• _DATASET_
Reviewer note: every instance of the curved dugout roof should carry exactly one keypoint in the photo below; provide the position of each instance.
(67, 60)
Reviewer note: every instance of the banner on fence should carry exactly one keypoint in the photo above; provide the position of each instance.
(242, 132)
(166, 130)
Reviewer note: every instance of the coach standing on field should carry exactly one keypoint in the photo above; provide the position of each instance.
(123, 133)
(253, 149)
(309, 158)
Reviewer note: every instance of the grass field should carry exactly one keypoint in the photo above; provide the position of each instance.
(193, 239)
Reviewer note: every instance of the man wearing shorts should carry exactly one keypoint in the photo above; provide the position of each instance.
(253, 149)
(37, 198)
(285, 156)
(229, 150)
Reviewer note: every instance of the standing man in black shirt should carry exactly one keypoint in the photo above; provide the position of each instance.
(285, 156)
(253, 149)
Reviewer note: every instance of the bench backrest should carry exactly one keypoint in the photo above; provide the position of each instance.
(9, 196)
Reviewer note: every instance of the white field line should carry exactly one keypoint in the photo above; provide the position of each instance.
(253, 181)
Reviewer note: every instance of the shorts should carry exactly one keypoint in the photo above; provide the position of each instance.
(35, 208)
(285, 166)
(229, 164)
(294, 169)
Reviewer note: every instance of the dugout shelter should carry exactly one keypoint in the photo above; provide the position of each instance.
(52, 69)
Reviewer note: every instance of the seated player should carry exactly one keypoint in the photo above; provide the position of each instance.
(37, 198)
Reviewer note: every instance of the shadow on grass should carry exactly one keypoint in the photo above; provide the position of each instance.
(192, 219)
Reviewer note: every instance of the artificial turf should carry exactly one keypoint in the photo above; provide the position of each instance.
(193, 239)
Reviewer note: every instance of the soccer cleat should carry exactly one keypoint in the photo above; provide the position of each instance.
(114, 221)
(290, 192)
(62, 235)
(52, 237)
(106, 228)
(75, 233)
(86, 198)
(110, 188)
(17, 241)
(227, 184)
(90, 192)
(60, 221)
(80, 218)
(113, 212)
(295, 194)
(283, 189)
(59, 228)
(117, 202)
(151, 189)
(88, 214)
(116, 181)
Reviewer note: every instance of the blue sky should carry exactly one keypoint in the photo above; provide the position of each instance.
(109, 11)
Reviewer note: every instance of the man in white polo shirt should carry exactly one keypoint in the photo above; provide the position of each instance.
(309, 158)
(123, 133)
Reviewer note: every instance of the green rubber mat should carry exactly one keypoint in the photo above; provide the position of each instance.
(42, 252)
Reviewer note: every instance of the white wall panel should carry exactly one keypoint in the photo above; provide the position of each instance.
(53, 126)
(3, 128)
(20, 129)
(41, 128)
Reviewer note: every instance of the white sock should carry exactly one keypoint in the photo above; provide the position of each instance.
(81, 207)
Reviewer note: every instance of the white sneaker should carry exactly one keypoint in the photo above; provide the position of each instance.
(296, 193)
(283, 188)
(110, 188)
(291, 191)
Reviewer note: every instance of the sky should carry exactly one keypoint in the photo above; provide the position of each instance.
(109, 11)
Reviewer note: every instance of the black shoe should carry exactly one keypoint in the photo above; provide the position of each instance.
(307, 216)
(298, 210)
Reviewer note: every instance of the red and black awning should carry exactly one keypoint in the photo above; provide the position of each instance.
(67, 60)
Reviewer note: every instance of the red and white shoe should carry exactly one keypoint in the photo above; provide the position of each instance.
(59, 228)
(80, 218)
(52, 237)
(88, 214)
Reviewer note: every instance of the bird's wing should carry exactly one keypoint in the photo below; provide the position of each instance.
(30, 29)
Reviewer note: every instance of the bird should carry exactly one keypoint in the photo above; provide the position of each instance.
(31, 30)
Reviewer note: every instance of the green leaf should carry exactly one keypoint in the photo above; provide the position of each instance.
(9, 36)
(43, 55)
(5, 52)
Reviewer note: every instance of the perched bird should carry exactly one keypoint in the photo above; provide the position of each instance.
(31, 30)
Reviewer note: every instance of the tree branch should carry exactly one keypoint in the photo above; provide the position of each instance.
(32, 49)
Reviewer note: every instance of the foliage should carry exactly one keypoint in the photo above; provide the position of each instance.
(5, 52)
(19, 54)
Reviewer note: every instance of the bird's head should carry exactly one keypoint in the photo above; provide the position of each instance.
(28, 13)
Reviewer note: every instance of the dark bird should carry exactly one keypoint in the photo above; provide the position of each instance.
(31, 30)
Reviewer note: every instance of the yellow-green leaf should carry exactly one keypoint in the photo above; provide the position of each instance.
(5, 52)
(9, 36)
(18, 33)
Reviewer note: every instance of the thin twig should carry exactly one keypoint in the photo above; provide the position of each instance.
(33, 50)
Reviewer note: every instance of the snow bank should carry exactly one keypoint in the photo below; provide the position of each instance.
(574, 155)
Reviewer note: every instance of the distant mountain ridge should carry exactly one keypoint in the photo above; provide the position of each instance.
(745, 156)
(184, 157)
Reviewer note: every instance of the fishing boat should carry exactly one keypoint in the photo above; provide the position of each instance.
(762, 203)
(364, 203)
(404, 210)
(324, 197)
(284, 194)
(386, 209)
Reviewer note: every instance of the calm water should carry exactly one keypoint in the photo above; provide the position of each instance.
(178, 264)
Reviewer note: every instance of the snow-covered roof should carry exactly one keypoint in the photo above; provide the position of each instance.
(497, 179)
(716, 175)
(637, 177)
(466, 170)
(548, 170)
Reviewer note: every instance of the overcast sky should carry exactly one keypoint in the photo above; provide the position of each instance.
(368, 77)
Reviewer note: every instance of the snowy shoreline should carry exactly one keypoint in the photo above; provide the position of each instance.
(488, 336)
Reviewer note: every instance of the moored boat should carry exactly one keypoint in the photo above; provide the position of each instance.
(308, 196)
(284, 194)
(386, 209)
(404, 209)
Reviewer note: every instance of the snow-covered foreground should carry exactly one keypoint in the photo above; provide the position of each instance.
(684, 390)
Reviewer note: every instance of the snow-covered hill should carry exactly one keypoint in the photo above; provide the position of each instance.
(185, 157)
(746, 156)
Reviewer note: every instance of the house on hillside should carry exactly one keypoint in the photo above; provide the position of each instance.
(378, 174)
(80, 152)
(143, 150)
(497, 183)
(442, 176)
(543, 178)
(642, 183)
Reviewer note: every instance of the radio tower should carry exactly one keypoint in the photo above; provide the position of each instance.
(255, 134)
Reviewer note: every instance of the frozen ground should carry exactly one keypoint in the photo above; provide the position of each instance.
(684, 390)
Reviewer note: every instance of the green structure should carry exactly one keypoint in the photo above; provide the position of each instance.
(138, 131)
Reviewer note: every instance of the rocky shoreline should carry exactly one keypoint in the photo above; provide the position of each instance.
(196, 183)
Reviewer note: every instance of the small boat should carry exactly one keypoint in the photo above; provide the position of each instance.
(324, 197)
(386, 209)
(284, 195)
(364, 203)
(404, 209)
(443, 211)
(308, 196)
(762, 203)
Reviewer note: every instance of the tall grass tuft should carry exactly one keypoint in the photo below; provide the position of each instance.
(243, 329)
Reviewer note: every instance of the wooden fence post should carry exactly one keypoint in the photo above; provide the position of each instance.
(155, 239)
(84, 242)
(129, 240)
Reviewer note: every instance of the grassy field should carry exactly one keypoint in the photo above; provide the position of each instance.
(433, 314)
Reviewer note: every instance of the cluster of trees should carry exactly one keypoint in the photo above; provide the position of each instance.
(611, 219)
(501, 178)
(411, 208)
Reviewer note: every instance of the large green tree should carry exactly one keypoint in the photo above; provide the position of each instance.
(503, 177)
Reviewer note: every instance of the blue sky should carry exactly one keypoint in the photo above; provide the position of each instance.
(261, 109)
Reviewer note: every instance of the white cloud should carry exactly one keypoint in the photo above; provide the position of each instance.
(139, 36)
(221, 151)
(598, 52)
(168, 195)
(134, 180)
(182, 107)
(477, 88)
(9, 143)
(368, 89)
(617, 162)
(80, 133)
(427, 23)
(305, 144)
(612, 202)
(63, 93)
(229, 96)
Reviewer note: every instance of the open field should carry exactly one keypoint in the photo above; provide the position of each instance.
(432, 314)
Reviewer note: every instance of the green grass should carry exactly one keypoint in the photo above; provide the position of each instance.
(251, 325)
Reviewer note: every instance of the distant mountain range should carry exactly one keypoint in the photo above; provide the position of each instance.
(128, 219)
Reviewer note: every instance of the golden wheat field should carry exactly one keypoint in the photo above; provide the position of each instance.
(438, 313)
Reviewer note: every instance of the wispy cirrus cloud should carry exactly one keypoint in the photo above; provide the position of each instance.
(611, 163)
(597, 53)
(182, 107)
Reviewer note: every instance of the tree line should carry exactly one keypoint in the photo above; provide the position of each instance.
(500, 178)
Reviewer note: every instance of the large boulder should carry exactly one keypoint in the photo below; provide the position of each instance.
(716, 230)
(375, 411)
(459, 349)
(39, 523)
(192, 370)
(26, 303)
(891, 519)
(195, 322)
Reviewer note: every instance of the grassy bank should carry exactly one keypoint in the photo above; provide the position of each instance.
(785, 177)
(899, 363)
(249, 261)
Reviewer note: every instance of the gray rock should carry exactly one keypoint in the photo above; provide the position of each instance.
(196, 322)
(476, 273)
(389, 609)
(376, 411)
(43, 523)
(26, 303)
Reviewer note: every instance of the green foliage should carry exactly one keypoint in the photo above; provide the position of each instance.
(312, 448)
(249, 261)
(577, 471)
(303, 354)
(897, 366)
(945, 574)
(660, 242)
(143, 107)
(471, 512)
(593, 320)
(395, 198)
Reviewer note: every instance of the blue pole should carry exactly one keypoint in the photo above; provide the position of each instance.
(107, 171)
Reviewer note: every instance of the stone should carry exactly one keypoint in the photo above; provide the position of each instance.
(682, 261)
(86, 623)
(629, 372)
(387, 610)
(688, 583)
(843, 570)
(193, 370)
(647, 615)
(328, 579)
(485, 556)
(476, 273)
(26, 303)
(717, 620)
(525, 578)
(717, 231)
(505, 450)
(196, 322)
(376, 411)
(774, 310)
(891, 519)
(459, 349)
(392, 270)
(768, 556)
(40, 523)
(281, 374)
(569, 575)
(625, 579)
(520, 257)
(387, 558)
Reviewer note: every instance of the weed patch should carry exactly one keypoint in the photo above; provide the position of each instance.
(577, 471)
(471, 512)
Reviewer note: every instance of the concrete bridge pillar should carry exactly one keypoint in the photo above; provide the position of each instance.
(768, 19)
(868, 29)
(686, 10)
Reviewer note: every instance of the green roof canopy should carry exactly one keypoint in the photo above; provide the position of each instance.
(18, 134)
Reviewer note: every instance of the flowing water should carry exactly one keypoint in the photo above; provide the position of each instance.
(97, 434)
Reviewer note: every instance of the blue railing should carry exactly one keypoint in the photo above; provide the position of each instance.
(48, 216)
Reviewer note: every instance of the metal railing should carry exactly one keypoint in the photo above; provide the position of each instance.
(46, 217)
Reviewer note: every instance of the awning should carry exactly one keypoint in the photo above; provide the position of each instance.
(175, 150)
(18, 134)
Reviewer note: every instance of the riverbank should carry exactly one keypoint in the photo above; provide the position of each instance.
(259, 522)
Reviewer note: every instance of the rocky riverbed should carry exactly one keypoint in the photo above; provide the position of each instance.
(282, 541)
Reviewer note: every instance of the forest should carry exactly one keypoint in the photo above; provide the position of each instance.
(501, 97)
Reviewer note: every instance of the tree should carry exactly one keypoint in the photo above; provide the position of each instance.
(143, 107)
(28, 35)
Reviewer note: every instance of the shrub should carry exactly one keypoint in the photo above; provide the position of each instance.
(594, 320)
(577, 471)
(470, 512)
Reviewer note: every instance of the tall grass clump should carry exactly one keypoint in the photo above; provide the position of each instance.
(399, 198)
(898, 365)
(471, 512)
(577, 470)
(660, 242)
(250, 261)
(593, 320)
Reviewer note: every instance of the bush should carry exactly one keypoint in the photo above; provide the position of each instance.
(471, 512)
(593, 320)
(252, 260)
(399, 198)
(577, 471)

• _YOUR GOAL_
Repeat word for word each line from the one with "Reviewer note: every instance of the riverbank" to the end of the records above, inclusive.

• _ANSWER TO THIS EXERCISE_
Reviewer note: every instance of the riverbank should carry exactly one keypoint in the photo above; provide the position of each instance.
(259, 522)
Reviewer note: every instance of the rocky riverbed should carry exactly one keypoint in the photo above; provide the position of each instance.
(282, 541)
Reviewer note: every instance of the forest should carry exactly one keypoint in the photo above; provide the position of each instance.
(501, 97)
Reviewer note: every instance of the tree should carry exactly one keypoint in the photo above; provide the position of each instance.
(143, 107)
(28, 35)
Reviewer note: every instance of the shrub should carry exactly one keypoint in the photo above; provide the position of each instance.
(594, 320)
(577, 471)
(470, 512)
Reviewer note: every instance of the tall grass clump should carry exactly one keypoint in the photo above; provide the position of each instance.
(399, 198)
(898, 365)
(471, 512)
(577, 470)
(660, 242)
(250, 261)
(593, 320)
Reviewer note: every instance of the bush should carry exactly one keypoint in the photo above; provide the position of each instance.
(471, 512)
(593, 320)
(252, 260)
(399, 198)
(577, 471)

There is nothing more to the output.